◆ Extract provided ◆

----------

If you expect users of the old behavior to be rare, or in situations where it’s easy to fix the problem in userland, this two-step process is all you need.

Making a BC break gentler. Now, to be clear, making a function that used to work raise an error is still a BC breaking change, and you can potentially break people by doing so! In a situation where the BC breaking API to be widely used, you can soften the blow by adding more steps:

First, make the deprecated API raise a warning.
Next, make the deprecated API raise an error.
Finally, switch the deprecated API to the new semantics.

If you are rolling out your change to a bigco style monorepo, it is better to replace a “warning” with “some sort of telemetry where you can identify all users of the deprecated API.” Then you can roll out (1) to the fleet, look for breakages and proactively fix them before moving on to step (2). However, sometimes release cycles can be very slow (from personal experience, it can take more than a month for new code to be taken up in some systems), so you can’t rely on this catching everything.

When you actually make the API raise an error, it is helpful to have a circuit breaker or feature flag that lets you easily revert back to the old (non-erroring) behavior. This is helpful if someone is trying to take a version update of your software, and everything is fine except for this BC breakage. The feature flag lets you temporarily turn off the BC breakage until you’re able to go fix the code, because sometimes it is inconvenient to rollback all of the code.

Miscellanea. Sometimes, it is difficult to tell if a deprecated usage of an API occurred. For example, in the past I worked on an ill-fated attempt to make reshape() always return semantically a clone of a tensor (using copy-on-write when a clone was not actually needed). It is difficult to tell if a reshape() usage here is deprecated, because to observe it you have to do a observable mutation on the input/output of reshape and observe this mutation in the output/input; it’s not as simple as raising an error when reshape() is called. In a situation like this, you may need to build an apparatus to simply detect if you should error or not in the first place.

----------

◆ Challenge 1 ◆
In the passage on API deprecation, what should replace a warning when rolling out a change to a bigco-style monorepo?
◆ Challenge 2 ◆
Repeat word for word the passage on API deprecation from "If you expect" up to and including "the new semantics.".

----------

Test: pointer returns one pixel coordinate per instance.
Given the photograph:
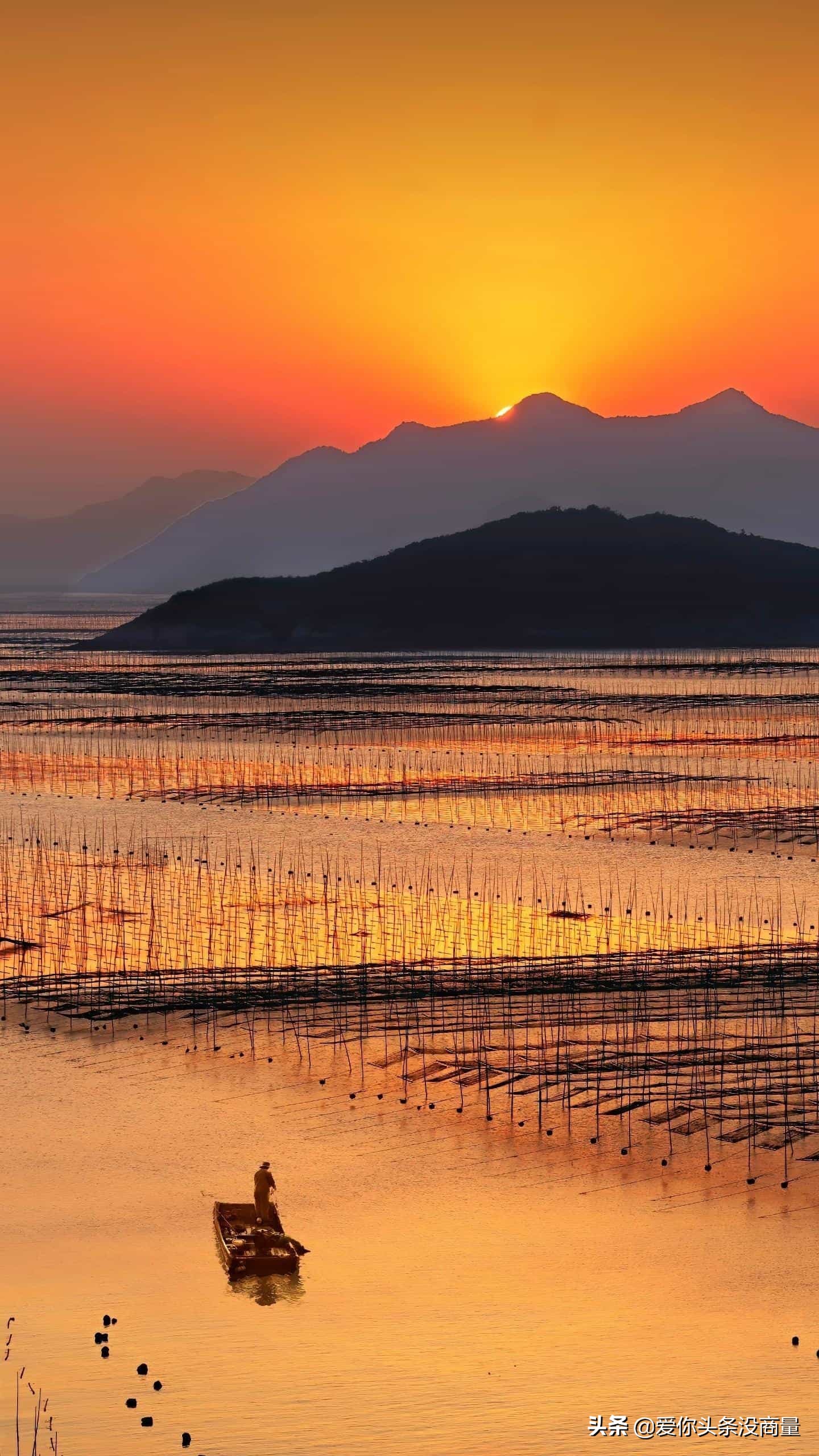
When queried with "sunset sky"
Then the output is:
(234, 230)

----------

◆ Expected output 1 ◆
Some sort of telemetry that can identify all users of the deprecated API.

◆ Expected output 2 ◆
If you expect users of the old behavior to be rare, or in situations where it’s easy to fix the problem in userland, this two-step process is all you need.

Making a BC break gentler. Now, to be clear, making a function that used to work raise an error is still a BC breaking change, and you can potentially break people by doing so! In a situation where the BC breaking API to be widely used, you can soften the blow by adding more steps:

First, make the deprecated API raise a warning.
Next, make the deprecated API raise an error.
Finally, switch the deprecated API to the new semantics.